* [RECORDS SUPPLIED]:
»»

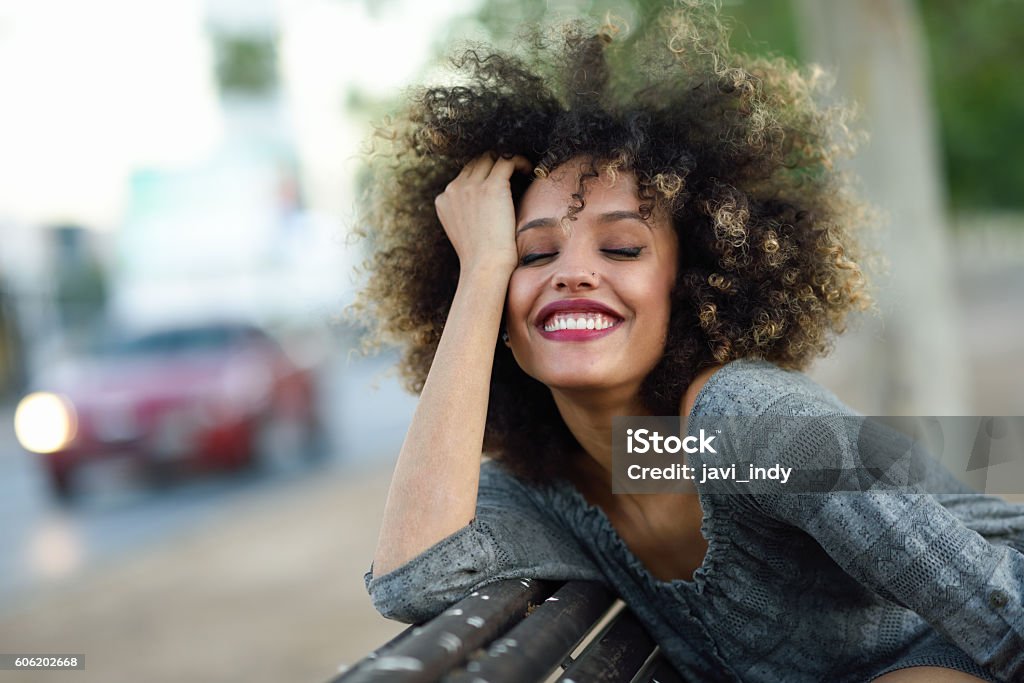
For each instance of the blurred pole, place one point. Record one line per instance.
(914, 364)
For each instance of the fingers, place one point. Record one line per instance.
(505, 167)
(489, 164)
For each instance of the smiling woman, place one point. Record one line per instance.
(604, 278)
(579, 235)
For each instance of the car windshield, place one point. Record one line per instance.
(184, 340)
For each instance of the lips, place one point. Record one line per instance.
(577, 319)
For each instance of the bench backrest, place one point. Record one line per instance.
(518, 631)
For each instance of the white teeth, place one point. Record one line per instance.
(578, 322)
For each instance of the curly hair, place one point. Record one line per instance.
(733, 147)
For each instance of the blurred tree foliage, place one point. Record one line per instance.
(246, 63)
(976, 51)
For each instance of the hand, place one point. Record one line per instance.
(477, 214)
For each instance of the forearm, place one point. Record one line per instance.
(434, 486)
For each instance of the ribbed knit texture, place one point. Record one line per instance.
(795, 587)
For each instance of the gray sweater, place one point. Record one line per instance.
(805, 587)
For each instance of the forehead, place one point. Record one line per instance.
(551, 197)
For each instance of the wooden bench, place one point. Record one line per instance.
(519, 631)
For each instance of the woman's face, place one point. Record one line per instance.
(588, 306)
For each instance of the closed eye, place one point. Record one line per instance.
(626, 252)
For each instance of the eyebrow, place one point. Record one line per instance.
(607, 217)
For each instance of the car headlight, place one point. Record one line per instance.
(45, 422)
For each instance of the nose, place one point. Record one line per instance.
(574, 273)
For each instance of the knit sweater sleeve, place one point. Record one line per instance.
(904, 545)
(510, 538)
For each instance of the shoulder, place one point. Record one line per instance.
(750, 387)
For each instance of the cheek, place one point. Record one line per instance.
(517, 300)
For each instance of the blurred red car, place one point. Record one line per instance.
(206, 396)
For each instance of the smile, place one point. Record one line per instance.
(579, 321)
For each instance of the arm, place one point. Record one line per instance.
(911, 550)
(434, 486)
(509, 538)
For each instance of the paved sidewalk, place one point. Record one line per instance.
(273, 592)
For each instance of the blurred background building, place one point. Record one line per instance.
(166, 162)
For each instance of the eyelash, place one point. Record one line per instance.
(627, 252)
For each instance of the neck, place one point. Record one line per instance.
(589, 418)
(588, 415)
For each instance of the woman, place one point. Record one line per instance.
(562, 241)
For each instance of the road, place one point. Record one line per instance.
(45, 546)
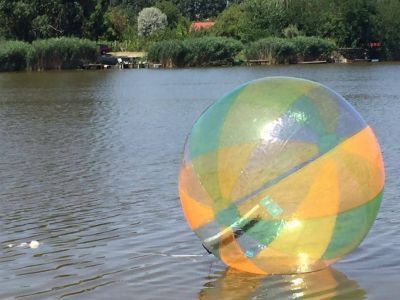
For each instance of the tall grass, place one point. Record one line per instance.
(62, 53)
(192, 52)
(313, 48)
(13, 55)
(290, 50)
(273, 49)
(55, 53)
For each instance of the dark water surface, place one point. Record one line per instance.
(88, 167)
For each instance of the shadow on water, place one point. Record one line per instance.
(325, 284)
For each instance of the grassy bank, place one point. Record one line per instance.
(49, 54)
(193, 52)
(206, 51)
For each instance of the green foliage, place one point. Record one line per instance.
(227, 22)
(211, 50)
(200, 9)
(116, 23)
(62, 53)
(171, 11)
(313, 48)
(170, 53)
(192, 52)
(389, 24)
(54, 53)
(291, 31)
(275, 50)
(262, 18)
(13, 55)
(151, 20)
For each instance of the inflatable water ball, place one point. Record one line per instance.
(281, 176)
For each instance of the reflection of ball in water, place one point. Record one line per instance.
(281, 175)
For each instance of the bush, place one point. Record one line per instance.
(62, 53)
(168, 53)
(281, 50)
(313, 48)
(211, 51)
(151, 20)
(13, 55)
(193, 52)
(275, 50)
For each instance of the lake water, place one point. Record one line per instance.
(89, 164)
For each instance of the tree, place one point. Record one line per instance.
(151, 20)
(227, 23)
(389, 21)
(200, 9)
(262, 18)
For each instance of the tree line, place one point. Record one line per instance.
(140, 23)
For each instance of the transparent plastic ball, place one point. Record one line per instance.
(281, 176)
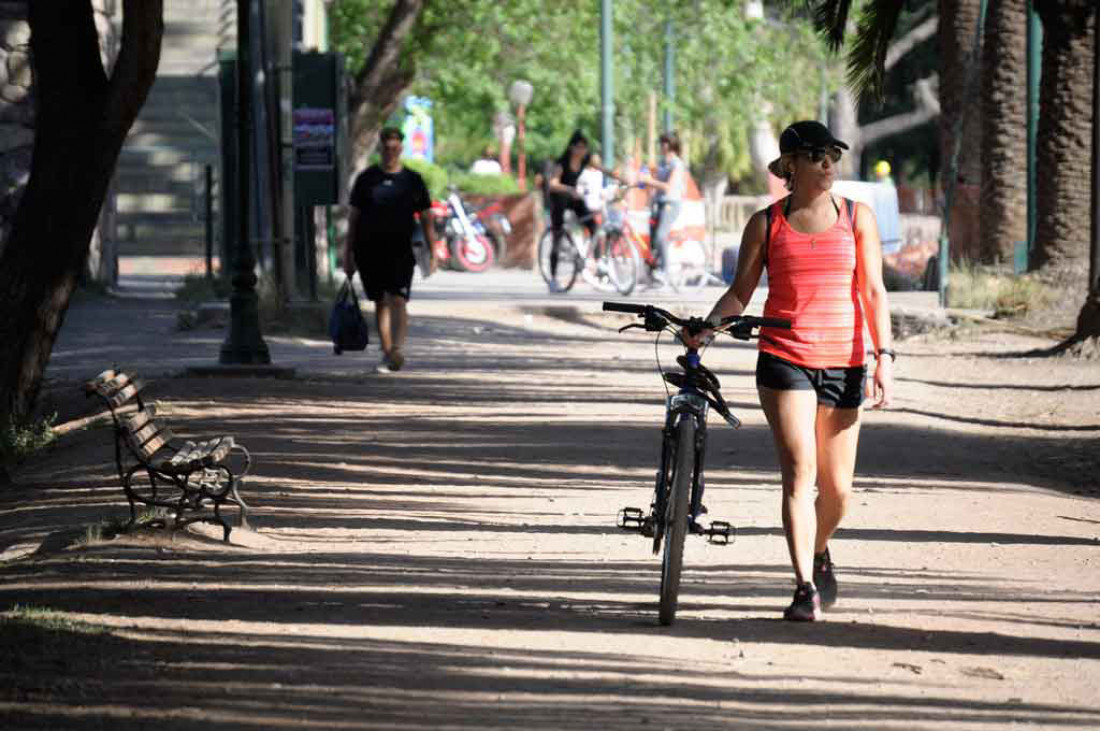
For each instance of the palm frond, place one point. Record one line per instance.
(831, 19)
(868, 54)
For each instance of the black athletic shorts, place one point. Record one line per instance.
(386, 269)
(842, 388)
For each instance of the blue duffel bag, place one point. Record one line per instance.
(347, 323)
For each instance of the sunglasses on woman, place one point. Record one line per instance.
(820, 154)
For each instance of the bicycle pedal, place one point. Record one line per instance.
(721, 532)
(630, 519)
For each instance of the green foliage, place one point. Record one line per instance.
(435, 176)
(485, 185)
(20, 441)
(729, 72)
(975, 287)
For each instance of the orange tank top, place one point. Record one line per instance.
(812, 283)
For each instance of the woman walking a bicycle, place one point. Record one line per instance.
(824, 263)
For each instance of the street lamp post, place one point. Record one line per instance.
(520, 95)
(244, 344)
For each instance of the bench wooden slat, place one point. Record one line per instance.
(144, 434)
(95, 384)
(125, 394)
(150, 447)
(111, 386)
(136, 421)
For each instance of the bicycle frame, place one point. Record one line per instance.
(689, 402)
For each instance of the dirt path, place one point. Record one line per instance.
(437, 549)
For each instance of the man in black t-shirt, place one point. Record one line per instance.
(384, 202)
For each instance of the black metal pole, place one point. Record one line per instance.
(1095, 246)
(209, 220)
(244, 345)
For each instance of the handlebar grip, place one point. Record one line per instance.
(624, 307)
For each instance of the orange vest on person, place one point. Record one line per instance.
(812, 283)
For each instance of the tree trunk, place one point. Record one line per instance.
(1004, 135)
(383, 78)
(958, 20)
(1065, 139)
(81, 121)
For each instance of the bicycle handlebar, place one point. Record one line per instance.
(693, 324)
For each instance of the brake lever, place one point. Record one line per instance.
(718, 405)
(740, 331)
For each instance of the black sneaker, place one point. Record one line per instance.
(824, 578)
(805, 607)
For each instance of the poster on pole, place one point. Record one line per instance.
(419, 134)
(314, 139)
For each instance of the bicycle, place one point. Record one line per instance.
(608, 264)
(686, 268)
(678, 496)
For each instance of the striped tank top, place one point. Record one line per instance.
(812, 283)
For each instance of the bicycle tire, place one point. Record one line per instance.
(675, 517)
(568, 261)
(623, 263)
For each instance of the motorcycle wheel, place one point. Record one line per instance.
(472, 254)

««

* [WHAT YOU HAVE TO DO]:
Return the lines above, from the one containing "For each instance of the orange tank" to the end, exactly as they stand.

* [TASK SOLUTION]:
For each instance of the orange tank top, place one point. Record one line per instance.
(812, 283)
For each instance of the woman walking a bicycle, place one point. Record one line per instance.
(824, 263)
For each instance of the street lamp post, place one point. Record one line per instance.
(520, 95)
(244, 344)
For each instance of the bench wooden slat, place one point. Record one line per instance.
(144, 434)
(95, 384)
(125, 394)
(150, 447)
(111, 386)
(136, 421)
For each instance of the bicycle frame, place one point. Record one line per instance.
(689, 402)
For each instance of the dirt path, place one point. Record one line per instance.
(437, 549)
For each instance of the man in black t-shirt, place one point. Record one line per instance.
(384, 202)
For each instance of the black metal pole, place one point. Record one line per instance.
(1095, 246)
(209, 220)
(244, 345)
For each instance of the handlebar grip, place one point. Record one line per instance.
(624, 307)
For each instance of the orange vest on person, place one point. Record one line per instance.
(812, 283)
For each instance of the tree trunk, place one point. Record one line per instance.
(1004, 135)
(383, 78)
(958, 20)
(1065, 139)
(81, 121)
For each instance of the bicycle handlebar, place one point. Record one line per instance.
(693, 324)
For each instance of the brake lever, place one point. Record one line per instance.
(718, 405)
(740, 331)
For each instance of the black sneaker, place one point. Record one line per instance.
(824, 578)
(805, 607)
For each instance of the poster on pole, place one point. Record one line per instance.
(419, 134)
(314, 139)
For each instance of the bicycle, place one point. Record one line per instance.
(608, 264)
(686, 268)
(678, 496)
For each instance of the striped tank top, place one point. Record one line per instance.
(812, 283)
For each instance of the bicycle tire, place one point. Record one line per instance.
(675, 517)
(568, 261)
(623, 263)
For each instance of the motorcycle wheel, place one point. Record one line per instance.
(472, 254)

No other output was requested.